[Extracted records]

**********

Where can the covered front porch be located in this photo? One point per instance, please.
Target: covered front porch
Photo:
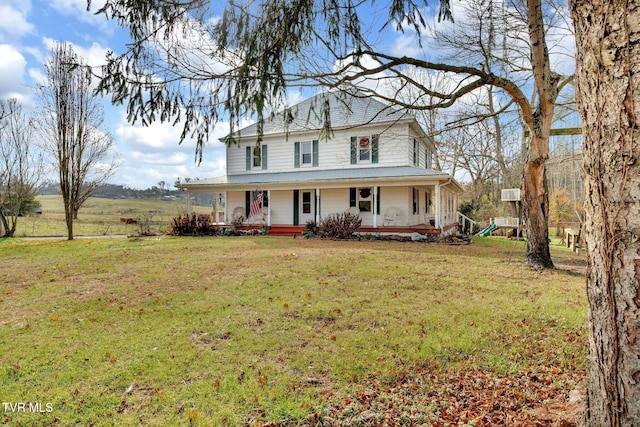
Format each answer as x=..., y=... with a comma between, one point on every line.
x=425, y=204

**********

Where in the records does the word "covered" appear? Copy each line that holds it.

Where can the covered front porch be located in this photo? One point per instance, please.
Target: covered front porch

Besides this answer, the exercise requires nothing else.